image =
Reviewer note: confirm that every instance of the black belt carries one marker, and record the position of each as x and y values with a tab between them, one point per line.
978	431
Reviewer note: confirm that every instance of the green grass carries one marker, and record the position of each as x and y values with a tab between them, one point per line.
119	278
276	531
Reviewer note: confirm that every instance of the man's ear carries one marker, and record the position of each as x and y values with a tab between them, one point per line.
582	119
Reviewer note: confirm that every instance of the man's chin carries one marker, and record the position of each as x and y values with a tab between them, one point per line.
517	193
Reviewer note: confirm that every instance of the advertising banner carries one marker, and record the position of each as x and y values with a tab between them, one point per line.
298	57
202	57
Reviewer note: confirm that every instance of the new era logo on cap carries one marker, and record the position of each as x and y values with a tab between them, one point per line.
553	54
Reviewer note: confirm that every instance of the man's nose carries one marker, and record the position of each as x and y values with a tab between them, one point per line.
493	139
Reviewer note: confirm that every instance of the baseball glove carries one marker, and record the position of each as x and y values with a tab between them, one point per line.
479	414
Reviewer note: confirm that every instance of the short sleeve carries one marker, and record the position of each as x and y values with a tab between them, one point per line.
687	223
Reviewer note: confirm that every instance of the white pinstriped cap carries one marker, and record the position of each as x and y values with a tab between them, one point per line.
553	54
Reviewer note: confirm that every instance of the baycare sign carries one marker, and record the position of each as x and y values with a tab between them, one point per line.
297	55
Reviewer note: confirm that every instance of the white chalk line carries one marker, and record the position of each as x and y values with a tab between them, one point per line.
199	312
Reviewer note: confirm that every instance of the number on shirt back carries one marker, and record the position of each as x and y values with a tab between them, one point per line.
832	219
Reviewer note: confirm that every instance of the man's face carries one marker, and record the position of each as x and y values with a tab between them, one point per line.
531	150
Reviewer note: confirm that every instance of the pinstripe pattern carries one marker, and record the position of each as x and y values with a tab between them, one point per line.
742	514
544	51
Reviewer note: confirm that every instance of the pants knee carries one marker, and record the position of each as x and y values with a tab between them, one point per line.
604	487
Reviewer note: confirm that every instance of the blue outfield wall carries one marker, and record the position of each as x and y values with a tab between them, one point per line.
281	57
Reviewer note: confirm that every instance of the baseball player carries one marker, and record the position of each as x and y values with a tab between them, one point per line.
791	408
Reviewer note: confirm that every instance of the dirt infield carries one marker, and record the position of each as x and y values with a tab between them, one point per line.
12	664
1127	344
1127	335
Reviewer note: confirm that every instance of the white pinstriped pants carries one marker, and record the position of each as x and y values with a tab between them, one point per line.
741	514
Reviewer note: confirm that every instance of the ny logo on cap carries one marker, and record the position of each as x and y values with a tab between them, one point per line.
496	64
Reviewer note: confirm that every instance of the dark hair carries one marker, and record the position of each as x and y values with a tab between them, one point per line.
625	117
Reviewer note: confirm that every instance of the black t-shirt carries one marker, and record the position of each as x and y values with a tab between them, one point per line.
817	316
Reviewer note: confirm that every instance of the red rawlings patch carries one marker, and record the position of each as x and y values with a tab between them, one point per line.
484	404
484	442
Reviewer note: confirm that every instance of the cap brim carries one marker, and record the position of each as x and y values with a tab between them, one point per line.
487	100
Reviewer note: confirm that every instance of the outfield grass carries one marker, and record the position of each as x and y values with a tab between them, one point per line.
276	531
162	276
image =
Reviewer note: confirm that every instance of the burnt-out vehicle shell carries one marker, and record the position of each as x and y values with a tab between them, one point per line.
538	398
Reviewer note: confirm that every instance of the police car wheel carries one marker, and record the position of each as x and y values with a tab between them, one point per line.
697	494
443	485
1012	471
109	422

WHAT IS BEING ASKED
Starting at the line that contains "Reviewer note: confirm that every instance of the outfield", copy each line exactly through the end of the listing above. Include that first line and the last one, and add nothing.

PROBLEM SOLUTION
Reviewer note: confirm that every instance of the outfield grass carries one marker, and record the position of each as x and y values with a tab between them, one point per line.
276	531
162	276
image =
Reviewer note: confirm that every instance of the burnt-out vehicle shell carries one marker, and record the position of each as x and y values with a tab between them, one point per line.
538	398
Reviewer note: confirm that every instance of the police car wheel carries one marker, and record the position of each as x and y values with a tab between them, one point per line.
697	494
443	485
1012	471
109	422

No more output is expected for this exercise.